_Exercise objective_
The full set of records below is to be reproduced without a single alteration.
Start of Stored data
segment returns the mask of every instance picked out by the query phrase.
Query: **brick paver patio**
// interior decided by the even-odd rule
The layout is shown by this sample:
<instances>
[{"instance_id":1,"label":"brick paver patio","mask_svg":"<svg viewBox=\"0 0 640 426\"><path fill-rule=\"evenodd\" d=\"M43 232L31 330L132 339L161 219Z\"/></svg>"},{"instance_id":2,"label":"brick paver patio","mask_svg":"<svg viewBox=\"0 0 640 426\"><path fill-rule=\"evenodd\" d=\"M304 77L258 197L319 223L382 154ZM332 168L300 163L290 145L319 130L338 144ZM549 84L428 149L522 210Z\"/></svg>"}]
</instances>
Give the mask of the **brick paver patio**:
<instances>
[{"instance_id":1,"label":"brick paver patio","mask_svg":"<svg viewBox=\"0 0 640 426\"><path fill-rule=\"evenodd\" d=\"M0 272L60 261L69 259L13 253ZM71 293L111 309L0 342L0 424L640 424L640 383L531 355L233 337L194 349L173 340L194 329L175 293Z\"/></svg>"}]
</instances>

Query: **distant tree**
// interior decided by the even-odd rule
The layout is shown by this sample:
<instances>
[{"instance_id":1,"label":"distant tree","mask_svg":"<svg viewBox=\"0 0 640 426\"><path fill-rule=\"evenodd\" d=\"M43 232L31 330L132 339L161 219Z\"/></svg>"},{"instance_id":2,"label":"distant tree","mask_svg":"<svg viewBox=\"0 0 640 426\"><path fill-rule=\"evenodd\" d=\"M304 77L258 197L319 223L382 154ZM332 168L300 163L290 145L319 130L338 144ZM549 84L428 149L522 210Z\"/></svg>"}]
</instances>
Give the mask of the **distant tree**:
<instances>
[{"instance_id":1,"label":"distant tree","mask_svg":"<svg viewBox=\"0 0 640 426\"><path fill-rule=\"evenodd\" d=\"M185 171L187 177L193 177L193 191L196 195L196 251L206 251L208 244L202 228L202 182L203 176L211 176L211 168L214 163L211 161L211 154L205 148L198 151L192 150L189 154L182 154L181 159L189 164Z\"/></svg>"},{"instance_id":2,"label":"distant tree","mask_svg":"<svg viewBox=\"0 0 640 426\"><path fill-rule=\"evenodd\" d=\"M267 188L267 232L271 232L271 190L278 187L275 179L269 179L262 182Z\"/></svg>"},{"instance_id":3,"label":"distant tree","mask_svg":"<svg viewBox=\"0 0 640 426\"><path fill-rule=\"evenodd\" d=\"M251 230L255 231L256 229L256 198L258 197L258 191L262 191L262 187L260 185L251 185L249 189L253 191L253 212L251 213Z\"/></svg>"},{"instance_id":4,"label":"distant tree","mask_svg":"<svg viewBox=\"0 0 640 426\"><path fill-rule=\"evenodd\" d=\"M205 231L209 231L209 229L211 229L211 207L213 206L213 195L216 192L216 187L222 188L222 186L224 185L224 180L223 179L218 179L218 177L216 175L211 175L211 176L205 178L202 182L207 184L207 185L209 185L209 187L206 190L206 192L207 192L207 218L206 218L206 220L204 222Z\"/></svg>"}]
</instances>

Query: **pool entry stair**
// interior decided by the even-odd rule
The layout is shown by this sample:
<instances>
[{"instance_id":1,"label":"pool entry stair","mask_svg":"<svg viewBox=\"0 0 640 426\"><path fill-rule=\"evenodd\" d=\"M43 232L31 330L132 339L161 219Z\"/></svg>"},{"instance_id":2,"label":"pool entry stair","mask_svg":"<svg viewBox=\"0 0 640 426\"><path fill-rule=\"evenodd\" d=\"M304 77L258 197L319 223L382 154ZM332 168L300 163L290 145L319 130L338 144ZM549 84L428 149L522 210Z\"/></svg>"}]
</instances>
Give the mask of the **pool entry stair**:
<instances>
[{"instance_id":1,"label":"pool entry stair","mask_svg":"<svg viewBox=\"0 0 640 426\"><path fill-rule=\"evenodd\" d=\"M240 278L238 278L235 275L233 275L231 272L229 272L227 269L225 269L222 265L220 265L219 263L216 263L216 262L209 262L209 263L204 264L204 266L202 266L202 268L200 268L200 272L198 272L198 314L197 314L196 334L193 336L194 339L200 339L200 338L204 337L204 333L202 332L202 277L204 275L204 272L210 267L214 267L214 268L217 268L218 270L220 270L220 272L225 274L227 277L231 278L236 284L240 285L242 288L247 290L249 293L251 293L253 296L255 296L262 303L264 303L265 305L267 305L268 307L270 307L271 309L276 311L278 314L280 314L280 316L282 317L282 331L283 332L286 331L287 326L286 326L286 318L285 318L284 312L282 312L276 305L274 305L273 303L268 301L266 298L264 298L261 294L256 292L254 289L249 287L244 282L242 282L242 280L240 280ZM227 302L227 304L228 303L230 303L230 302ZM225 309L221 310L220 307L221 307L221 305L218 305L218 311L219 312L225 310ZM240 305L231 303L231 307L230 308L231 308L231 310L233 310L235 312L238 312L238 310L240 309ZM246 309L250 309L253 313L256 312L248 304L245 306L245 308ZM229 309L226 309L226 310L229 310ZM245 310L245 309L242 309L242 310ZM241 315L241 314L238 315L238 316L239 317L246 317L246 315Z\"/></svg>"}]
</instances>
End of Stored data
_Solved problem_
segment returns the mask of every instance picked out by the query phrase.
Query: **brick paver patio**
// interior decided by the even-odd rule
The layout is shown by this sample:
<instances>
[{"instance_id":1,"label":"brick paver patio","mask_svg":"<svg viewBox=\"0 0 640 426\"><path fill-rule=\"evenodd\" d=\"M43 232L31 330L132 339L161 219Z\"/></svg>"},{"instance_id":2,"label":"brick paver patio","mask_svg":"<svg viewBox=\"0 0 640 426\"><path fill-rule=\"evenodd\" d=\"M304 77L258 197L319 223L382 154ZM332 168L300 163L290 145L319 130L338 144ZM549 84L428 149L522 210Z\"/></svg>"}]
</instances>
Give the mask of the **brick paver patio**:
<instances>
[{"instance_id":1,"label":"brick paver patio","mask_svg":"<svg viewBox=\"0 0 640 426\"><path fill-rule=\"evenodd\" d=\"M0 272L60 261L69 259L13 253ZM71 293L111 309L0 342L0 424L640 424L640 383L531 355L233 337L194 349L173 340L194 329L175 293Z\"/></svg>"}]
</instances>

Query: **distant tree**
// interior decided by the even-odd rule
The layout is shown by this sample:
<instances>
[{"instance_id":1,"label":"distant tree","mask_svg":"<svg viewBox=\"0 0 640 426\"><path fill-rule=\"evenodd\" d=\"M43 232L31 330L132 339L161 219Z\"/></svg>"},{"instance_id":2,"label":"distant tree","mask_svg":"<svg viewBox=\"0 0 640 426\"><path fill-rule=\"evenodd\" d=\"M304 77L258 197L319 223L382 154ZM332 168L300 163L290 145L319 130L338 144ZM549 84L428 149L522 210Z\"/></svg>"}]
</instances>
Give the mask of the **distant tree**:
<instances>
[{"instance_id":1,"label":"distant tree","mask_svg":"<svg viewBox=\"0 0 640 426\"><path fill-rule=\"evenodd\" d=\"M185 171L187 177L193 177L193 191L196 195L196 251L206 251L208 244L202 228L202 182L203 176L211 176L211 168L214 163L211 161L211 154L205 148L198 151L192 150L189 154L182 154L181 159L189 164Z\"/></svg>"},{"instance_id":2,"label":"distant tree","mask_svg":"<svg viewBox=\"0 0 640 426\"><path fill-rule=\"evenodd\" d=\"M267 188L267 232L271 232L271 190L278 187L275 179L269 179L262 182Z\"/></svg>"},{"instance_id":3,"label":"distant tree","mask_svg":"<svg viewBox=\"0 0 640 426\"><path fill-rule=\"evenodd\" d=\"M251 230L255 231L256 229L256 198L258 197L258 191L262 191L262 187L260 185L251 185L249 189L253 191L253 212L251 213Z\"/></svg>"},{"instance_id":4,"label":"distant tree","mask_svg":"<svg viewBox=\"0 0 640 426\"><path fill-rule=\"evenodd\" d=\"M205 231L209 231L209 229L211 229L211 207L213 206L213 195L216 192L216 187L222 188L222 186L224 185L224 180L223 179L218 179L218 177L216 175L211 175L211 176L205 178L202 182L207 184L207 185L209 185L209 187L206 190L206 192L207 192L207 218L206 218L206 220L204 222Z\"/></svg>"}]
</instances>

Query: **pool entry stair**
// interior decided by the even-odd rule
The layout is shown by this sample:
<instances>
[{"instance_id":1,"label":"pool entry stair","mask_svg":"<svg viewBox=\"0 0 640 426\"><path fill-rule=\"evenodd\" d=\"M43 232L31 330L132 339L161 219Z\"/></svg>"},{"instance_id":2,"label":"pool entry stair","mask_svg":"<svg viewBox=\"0 0 640 426\"><path fill-rule=\"evenodd\" d=\"M304 77L258 197L319 223L382 154ZM332 168L300 163L290 145L319 130L338 144ZM549 84L428 149L522 210Z\"/></svg>"}]
</instances>
Give the mask of the **pool entry stair**:
<instances>
[{"instance_id":1,"label":"pool entry stair","mask_svg":"<svg viewBox=\"0 0 640 426\"><path fill-rule=\"evenodd\" d=\"M240 278L238 278L235 275L233 275L231 272L229 272L227 269L225 269L222 265L220 265L219 263L216 263L216 262L209 262L209 263L204 264L204 266L202 266L202 268L200 268L200 272L198 272L198 314L197 314L196 334L193 336L194 339L200 339L200 338L204 337L204 333L202 332L202 277L204 275L204 272L210 267L214 267L214 268L217 268L218 270L220 270L220 272L225 274L227 277L231 278L236 284L240 285L242 288L247 290L249 293L251 293L253 296L255 296L262 303L264 303L265 305L267 305L268 307L270 307L271 309L276 311L278 314L280 314L280 316L282 317L282 331L283 332L286 331L287 326L286 326L286 318L285 318L284 312L282 312L276 305L274 305L273 303L268 301L266 298L264 298L261 294L256 292L254 289L249 287L244 282L242 282L242 280L240 280ZM227 302L227 304L228 303L230 303L230 302ZM225 309L221 310L220 307L221 307L221 305L218 305L218 311L219 312L225 310ZM240 305L231 303L231 307L230 308L231 308L231 310L233 310L235 312L238 312L238 310L240 309ZM246 309L250 309L253 313L256 312L248 304L245 306L245 308ZM229 309L226 309L226 310L229 310ZM245 310L245 309L242 309L242 310ZM241 315L241 314L238 315L238 316L239 317L246 317L246 315Z\"/></svg>"}]
</instances>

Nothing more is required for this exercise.